Collected data entries:
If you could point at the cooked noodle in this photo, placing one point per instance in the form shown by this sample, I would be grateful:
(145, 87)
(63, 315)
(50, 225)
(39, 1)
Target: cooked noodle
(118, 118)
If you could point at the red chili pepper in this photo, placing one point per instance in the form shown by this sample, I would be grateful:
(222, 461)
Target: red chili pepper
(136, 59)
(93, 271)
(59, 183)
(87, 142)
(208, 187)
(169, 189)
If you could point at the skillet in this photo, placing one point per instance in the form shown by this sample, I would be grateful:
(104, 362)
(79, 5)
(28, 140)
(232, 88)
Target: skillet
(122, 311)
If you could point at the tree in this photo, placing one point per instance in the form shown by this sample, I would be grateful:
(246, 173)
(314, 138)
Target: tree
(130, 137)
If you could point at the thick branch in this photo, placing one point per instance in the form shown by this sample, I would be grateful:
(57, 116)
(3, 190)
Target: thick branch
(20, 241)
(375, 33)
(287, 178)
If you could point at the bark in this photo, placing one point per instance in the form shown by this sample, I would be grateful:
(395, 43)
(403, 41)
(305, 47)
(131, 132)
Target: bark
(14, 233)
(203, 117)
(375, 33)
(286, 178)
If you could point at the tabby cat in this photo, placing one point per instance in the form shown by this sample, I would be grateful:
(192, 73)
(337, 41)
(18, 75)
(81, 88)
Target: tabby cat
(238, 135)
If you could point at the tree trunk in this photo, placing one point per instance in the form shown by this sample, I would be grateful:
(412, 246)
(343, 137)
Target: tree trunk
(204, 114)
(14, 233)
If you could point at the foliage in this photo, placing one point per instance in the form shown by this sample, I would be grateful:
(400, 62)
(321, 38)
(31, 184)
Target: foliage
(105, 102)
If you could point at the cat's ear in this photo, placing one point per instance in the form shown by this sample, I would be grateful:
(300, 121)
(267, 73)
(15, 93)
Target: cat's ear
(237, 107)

_WHAT YOU WILL DO_
Return every record in full, word for word.

_EXERCISE OUTPUT_
If you could point at the cooked noodle in this photo, placing one point per instance in the form shown by this sample, I would be grateful:
(145, 87)
(63, 315)
(50, 225)
(39, 1)
Target: cooked noodle
(118, 118)
If you could point at the red chili pepper in this photo, placing one point per instance in the form shown by this sample, I would be grateful:
(222, 461)
Target: red chili pepper
(136, 59)
(93, 271)
(59, 183)
(87, 142)
(208, 187)
(169, 189)
If you could point at the skillet in this photo, placing one point per instance in the form shown by this sample, I would be grateful:
(104, 362)
(79, 5)
(28, 140)
(232, 88)
Target: skillet
(122, 311)
If you could point at the tree in this photo, placing one point per instance in the form shown by this sample, I would be grateful:
(246, 173)
(314, 138)
Target: tree
(130, 137)
If you could point at the thick branch in this photo, placing one point per instance in the form shown by this sample, I would be grateful:
(57, 116)
(3, 190)
Target: thick branch
(20, 241)
(375, 33)
(287, 178)
If you could point at the bark in this photo, placing one point per instance in the form shown by this sample, I would be grateful:
(395, 43)
(403, 41)
(305, 47)
(131, 132)
Target: bark
(14, 233)
(203, 117)
(375, 33)
(286, 178)
If you could point at the tabby cat in this photo, placing one point per instance in the form shown by this sample, I would be grateful:
(192, 73)
(337, 41)
(18, 75)
(81, 88)
Target: tabby cat
(238, 135)
If you could point at the tree trunk in this photo, placing one point per instance in the form shown by this sample, I would be grateful:
(412, 246)
(343, 137)
Target: tree trunk
(204, 114)
(14, 233)
If you could point at the foliage in this photo, placing one point per instance in the form shown by this sample, I would be grateful:
(400, 62)
(321, 38)
(31, 184)
Target: foliage
(105, 102)
If you could point at the cat's ear in this photo, placing one point per instance in the form shown by this sample, I would be grateful:
(300, 121)
(267, 73)
(15, 93)
Target: cat's ear
(237, 107)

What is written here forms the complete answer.